++++ RECORD EXTRACTS

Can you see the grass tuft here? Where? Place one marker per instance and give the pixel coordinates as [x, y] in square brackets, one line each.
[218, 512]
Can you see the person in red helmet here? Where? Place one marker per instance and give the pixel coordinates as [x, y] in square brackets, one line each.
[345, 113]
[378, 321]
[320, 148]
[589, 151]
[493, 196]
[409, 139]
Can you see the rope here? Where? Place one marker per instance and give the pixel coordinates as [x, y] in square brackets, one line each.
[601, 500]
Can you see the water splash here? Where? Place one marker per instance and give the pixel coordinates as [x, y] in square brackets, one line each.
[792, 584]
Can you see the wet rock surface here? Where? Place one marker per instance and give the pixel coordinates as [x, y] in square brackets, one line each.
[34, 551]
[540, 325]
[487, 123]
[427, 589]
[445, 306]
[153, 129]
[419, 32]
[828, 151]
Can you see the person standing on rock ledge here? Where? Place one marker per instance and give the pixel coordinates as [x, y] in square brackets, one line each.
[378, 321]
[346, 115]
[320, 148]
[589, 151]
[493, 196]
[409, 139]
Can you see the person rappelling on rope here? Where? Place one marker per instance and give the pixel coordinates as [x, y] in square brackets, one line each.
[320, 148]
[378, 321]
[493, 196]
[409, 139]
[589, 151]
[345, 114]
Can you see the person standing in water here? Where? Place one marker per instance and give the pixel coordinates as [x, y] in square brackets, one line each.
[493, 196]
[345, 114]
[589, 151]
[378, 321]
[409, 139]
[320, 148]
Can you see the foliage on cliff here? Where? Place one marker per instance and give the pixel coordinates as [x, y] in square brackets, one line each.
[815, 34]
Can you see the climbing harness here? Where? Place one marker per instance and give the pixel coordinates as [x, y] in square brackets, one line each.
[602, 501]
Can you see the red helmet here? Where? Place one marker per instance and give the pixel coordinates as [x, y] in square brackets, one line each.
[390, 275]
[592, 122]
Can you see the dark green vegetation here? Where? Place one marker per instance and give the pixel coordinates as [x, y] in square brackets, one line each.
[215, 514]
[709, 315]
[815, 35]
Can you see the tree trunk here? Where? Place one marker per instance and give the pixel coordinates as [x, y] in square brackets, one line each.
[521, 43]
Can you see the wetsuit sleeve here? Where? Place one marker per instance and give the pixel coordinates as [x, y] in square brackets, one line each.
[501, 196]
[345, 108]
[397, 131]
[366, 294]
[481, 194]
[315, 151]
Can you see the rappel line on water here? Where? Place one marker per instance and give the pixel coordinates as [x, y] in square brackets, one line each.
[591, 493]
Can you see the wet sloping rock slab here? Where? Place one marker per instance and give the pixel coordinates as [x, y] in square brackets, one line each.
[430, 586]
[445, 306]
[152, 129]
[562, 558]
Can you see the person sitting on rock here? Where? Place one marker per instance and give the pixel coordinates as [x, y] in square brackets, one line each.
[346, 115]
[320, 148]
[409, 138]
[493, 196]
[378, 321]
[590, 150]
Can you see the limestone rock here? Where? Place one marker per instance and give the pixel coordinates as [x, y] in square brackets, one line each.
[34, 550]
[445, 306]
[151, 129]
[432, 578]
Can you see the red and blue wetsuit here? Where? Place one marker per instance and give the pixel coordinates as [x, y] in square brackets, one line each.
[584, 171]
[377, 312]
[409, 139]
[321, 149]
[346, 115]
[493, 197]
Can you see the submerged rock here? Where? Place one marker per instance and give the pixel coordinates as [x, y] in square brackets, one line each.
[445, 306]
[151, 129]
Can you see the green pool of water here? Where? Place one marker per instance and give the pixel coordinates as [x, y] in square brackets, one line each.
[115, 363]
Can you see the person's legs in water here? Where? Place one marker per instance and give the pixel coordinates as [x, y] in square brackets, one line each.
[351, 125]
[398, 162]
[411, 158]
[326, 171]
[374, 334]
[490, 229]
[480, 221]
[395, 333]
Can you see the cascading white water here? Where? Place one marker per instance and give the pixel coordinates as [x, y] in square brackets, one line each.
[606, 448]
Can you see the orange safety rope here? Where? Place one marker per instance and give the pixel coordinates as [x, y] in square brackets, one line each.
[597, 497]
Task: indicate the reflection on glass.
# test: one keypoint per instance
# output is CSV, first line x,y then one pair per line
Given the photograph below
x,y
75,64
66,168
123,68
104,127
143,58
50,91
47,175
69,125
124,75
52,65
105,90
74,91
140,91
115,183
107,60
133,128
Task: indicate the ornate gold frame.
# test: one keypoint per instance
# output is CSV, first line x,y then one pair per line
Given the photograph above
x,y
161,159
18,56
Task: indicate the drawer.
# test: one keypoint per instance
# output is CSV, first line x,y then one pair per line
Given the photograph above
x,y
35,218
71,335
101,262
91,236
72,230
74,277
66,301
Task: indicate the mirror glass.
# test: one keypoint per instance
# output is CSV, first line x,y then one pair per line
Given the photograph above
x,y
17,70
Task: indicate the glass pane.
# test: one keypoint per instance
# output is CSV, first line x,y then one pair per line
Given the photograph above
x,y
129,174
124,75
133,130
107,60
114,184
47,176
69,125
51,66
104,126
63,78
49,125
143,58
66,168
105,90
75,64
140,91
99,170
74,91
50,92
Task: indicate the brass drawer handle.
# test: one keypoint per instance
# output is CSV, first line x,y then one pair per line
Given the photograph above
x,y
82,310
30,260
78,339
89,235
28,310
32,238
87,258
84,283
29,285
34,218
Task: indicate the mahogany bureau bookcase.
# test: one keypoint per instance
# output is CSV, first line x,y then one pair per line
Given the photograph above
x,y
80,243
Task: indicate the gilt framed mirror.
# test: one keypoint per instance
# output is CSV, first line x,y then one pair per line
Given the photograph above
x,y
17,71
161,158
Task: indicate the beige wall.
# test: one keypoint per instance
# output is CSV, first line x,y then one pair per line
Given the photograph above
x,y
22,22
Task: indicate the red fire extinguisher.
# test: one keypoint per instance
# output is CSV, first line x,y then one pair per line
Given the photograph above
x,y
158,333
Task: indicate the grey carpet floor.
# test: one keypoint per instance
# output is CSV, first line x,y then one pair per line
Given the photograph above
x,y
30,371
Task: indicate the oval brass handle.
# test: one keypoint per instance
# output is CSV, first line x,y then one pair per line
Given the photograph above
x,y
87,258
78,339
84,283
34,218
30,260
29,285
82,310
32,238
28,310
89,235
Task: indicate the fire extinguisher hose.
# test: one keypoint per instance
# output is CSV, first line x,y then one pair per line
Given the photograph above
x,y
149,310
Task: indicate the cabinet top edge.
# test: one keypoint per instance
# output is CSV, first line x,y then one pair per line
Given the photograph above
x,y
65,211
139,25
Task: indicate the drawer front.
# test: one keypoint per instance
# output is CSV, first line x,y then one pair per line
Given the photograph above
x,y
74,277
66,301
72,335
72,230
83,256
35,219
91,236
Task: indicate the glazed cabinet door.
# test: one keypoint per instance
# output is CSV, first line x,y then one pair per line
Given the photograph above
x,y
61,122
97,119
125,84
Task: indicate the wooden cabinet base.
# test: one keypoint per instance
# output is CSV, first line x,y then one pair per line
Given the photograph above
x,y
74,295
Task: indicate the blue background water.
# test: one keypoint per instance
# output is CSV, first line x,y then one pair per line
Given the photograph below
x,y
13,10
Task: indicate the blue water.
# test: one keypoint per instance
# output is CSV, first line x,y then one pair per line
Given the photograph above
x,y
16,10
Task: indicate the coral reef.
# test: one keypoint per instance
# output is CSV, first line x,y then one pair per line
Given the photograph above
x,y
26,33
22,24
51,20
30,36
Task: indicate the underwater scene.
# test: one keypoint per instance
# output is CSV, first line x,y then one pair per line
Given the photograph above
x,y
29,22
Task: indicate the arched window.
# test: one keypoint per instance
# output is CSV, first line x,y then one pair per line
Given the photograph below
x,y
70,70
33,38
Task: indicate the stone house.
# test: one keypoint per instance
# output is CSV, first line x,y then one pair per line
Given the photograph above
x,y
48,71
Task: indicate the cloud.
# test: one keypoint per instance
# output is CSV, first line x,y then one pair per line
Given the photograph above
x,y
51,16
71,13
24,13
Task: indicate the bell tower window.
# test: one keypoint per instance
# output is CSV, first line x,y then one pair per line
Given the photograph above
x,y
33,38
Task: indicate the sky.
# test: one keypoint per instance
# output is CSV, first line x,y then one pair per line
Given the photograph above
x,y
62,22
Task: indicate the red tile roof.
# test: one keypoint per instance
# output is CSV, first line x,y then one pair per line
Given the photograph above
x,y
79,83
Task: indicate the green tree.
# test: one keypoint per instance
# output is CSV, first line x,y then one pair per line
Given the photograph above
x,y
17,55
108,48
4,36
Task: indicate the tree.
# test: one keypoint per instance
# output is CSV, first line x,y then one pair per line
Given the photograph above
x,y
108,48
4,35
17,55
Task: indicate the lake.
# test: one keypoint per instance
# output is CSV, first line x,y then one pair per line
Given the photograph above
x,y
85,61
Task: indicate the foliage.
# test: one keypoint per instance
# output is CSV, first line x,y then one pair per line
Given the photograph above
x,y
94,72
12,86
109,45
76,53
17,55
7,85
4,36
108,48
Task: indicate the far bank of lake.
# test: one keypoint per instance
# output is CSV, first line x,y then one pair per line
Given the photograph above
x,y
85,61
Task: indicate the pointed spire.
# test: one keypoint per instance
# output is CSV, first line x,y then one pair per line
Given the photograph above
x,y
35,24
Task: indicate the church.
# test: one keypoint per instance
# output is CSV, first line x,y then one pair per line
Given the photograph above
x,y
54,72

++++++++

Every line above that holds the word "lake" is to be found and copied.

Task: indicate the lake.
Task: indicate the far bank of lake.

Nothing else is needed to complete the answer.